Location labeling records
===============
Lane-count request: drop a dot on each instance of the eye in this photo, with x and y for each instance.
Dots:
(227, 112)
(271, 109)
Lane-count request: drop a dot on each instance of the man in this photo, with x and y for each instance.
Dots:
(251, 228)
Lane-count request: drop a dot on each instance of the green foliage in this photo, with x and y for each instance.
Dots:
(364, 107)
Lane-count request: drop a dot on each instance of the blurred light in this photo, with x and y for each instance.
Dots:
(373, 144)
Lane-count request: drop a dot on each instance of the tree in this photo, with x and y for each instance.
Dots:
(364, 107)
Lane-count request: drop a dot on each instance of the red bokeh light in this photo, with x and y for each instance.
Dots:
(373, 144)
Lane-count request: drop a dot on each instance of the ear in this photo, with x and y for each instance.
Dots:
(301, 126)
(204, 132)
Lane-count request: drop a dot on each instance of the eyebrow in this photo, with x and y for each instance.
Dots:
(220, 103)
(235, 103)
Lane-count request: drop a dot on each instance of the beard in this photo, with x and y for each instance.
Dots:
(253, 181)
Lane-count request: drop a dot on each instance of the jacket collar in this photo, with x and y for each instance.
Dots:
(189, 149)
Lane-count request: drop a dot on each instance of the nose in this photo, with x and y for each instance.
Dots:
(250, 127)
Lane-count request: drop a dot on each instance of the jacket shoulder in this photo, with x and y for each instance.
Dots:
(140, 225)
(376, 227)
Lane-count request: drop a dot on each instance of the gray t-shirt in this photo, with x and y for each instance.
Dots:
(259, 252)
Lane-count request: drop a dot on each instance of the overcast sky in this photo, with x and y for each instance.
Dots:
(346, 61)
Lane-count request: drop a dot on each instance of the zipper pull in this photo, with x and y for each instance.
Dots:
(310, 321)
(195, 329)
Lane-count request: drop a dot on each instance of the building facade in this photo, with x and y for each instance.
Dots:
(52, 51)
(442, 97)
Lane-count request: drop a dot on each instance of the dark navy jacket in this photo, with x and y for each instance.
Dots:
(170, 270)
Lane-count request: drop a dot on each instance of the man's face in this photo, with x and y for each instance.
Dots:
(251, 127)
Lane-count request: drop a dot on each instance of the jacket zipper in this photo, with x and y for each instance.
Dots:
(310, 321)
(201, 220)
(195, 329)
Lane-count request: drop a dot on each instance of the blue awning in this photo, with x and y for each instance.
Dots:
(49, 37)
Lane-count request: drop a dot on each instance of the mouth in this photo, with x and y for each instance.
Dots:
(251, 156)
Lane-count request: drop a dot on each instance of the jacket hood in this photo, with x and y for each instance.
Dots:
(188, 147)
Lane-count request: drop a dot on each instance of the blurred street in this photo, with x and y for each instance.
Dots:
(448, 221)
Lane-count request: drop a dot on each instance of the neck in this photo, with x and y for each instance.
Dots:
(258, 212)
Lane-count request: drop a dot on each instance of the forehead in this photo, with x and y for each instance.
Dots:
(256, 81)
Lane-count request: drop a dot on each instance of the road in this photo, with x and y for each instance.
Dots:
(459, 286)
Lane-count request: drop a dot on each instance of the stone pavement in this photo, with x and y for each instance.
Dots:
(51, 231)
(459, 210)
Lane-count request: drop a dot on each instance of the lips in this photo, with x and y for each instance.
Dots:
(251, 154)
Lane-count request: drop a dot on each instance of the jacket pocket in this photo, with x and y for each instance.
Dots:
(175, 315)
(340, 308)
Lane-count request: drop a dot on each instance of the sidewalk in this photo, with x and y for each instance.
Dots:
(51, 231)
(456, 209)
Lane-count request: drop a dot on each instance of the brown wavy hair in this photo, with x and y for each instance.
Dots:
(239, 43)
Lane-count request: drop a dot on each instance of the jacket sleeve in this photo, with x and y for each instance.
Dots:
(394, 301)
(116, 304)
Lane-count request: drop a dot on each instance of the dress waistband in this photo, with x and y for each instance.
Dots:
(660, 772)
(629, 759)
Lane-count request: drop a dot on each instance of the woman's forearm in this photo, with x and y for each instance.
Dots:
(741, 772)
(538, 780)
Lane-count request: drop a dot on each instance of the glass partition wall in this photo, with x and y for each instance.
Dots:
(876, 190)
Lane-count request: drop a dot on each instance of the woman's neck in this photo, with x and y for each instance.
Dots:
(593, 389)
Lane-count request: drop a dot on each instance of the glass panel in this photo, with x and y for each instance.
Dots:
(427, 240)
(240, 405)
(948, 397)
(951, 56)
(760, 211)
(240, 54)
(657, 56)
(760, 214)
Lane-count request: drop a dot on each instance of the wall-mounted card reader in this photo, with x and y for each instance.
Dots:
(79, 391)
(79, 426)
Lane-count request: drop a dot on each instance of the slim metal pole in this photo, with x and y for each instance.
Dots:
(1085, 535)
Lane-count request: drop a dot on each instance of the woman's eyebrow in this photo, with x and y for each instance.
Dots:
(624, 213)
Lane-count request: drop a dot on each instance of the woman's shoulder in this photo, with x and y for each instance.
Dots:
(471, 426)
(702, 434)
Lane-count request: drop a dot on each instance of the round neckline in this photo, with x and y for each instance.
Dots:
===============
§ **Directions**: Return the material exactly as it stands.

§ **Written solution**:
Lane-count request: drop a dot on each instance of the eye in this photo, with x and y for each instance.
Dots:
(227, 112)
(271, 109)
Lane-count request: drop a dot on each instance of the man in this photo, with x and y for each instance.
Dots:
(251, 228)
Lane-count request: drop a dot on each instance of the green foliage in this photo, with x and y for each instance.
Dots:
(364, 107)
Lane-count request: drop a dot on each instance of the blurred light in this photo, with x and y for each instance.
Dots:
(373, 144)
Lane-count request: drop a dot on each instance of the tree in this photo, with x and y for each instance.
Dots:
(364, 107)
Lane-count request: drop a dot on each instance of the red bokeh light in this photo, with x and y for each instance.
Dots:
(373, 144)
Lane-count request: drop a dot on each instance of the ear in this photo, with x and y for each instance.
Dots:
(301, 126)
(204, 132)
Lane-count request: drop a dot on each instance of the eyebrow in this photo, with x and y for each instance.
Dots:
(220, 103)
(235, 103)
Lane-count request: drop a dot on each instance of the beard in this photo, with x and y for each instance.
Dots:
(253, 181)
Lane-count request: drop a dot on each instance of the jacket collar in this photo, with x and y for each instance.
Dots:
(189, 149)
Lane-count request: drop a dot on each instance of the nose in this photo, with x and y for each instance.
Dots:
(250, 127)
Lane-count request: drop a dot on each instance of the jacket shoulder in this photo, with x and y for each instance.
Dots:
(140, 225)
(376, 227)
Lane-count request: drop a dot on each instance of the gray t-shirt in this photo, with x and y for each instance.
Dots:
(259, 252)
Lane-count request: drop a dot on each instance of the overcast sky in this photo, with x and y for each instance.
Dots:
(346, 61)
Lane-count request: drop a dot on each instance of the zipper pull in this photo, with x and y for each instance.
Dots:
(310, 321)
(195, 329)
Lane-count request: drop a dot on each instance of the building facade in this photo, with x and y for each instance.
Dots:
(52, 51)
(442, 97)
Lane-count request: drop a dot on each instance of the dark navy jacket in this photo, with x and y for each instance.
Dots:
(170, 270)
Lane-count request: drop a dot on each instance of the man's face in this photo, with x and y for each instance.
Dots:
(251, 127)
Lane-count request: drop a dot on each instance of the jacket zipper in this photo, with x and y for each instance.
Dots:
(310, 321)
(201, 220)
(195, 329)
Lane-count request: drop a dot on each instance of the blue awning in this photo, with x and y for each instance.
Dots:
(49, 37)
Lane-count request: drop a dot on each instance of the mouth in this photo, with x and y for each instance.
Dots:
(251, 156)
Lane-count request: drop a dot on each instance of the jacket hood in this photo, with x and y for each instance.
Dots:
(188, 147)
Lane-count request: drop a dot on each instance of the blurred street in this photo, with x and y for each instance.
Dots:
(448, 221)
Lane-count request: drop a dot on each instance of the neck in this photo, with x and y for each instance.
Dots:
(258, 212)
Lane-count request: drop a dot on each instance of the forehead in this photo, with x and y for each instance.
Dots:
(256, 81)
Lane-count request: drop a dot on each instance of the road in this photo, with x and y for each instance.
Dots:
(459, 286)
Lane-count request: drop a dot on each instance of the stone pavement in this photo, with x and y for each instance.
Dots:
(51, 231)
(459, 210)
Lane-count request: drop a dot on each instance of the lips in this photo, with x and y for each instance.
Dots:
(251, 154)
Lane-count request: drop a dot on each instance of the jacket pocket in this photo, with x and y for each instance.
Dots:
(175, 315)
(340, 308)
Lane-count request: drop a dot on each instance of the sidewalk in this photo, with x and y for each instance.
Dots:
(51, 231)
(456, 209)
Lane-count request: drop a dot on each instance of the brown wavy hair in this photo, with x and y for each instance.
Dots:
(239, 43)
Lane-count request: drop a dot on each instance of the jacket sleeve in this photo, with x and y for each instance.
Dots:
(394, 301)
(116, 304)
Lane-count request: drop a dot on each instance of the dress waistband in this photo, with x and y for each instance.
Dots:
(660, 772)
(629, 759)
Lane-count request: drop a dot on each instance of the woman's forearm in this photo, with x and y for each instance.
Dots:
(741, 772)
(538, 780)
Lane-count request: drop a dot on each instance of the glass partition wall in this photo, with x and y for each instance.
Dots:
(876, 190)
Lane-count request: drop a dot on each instance of the woman's neck in this photo, with x and y for each instance.
Dots:
(593, 389)
Lane-count request: drop a dot on each instance of the glass panel in this photo, with x and y for each instance.
Dots:
(427, 240)
(240, 405)
(948, 397)
(951, 56)
(760, 211)
(240, 54)
(657, 56)
(760, 214)
Lane-count request: drop a dot on each instance of the wall-mounted card reader in this photo, with x and y for each instance.
Dots:
(79, 391)
(79, 426)
Lane-count request: drop a dot on each instance of the slim metal pole in this photo, with x and y for each instance.
Dots:
(1085, 535)
Lane-count request: drop a dot on each instance of the woman's eyebrow in this photo, with x and y for each instance.
Dots:
(624, 213)
Lane-count request: drop a dot on each instance of the woman's shoulder in this photo, with x and y for each instance.
Dots:
(471, 426)
(702, 434)
Lane-count request: drop a dot on each instance of the round neckline in this photo, with x and y for each instance.
Dots:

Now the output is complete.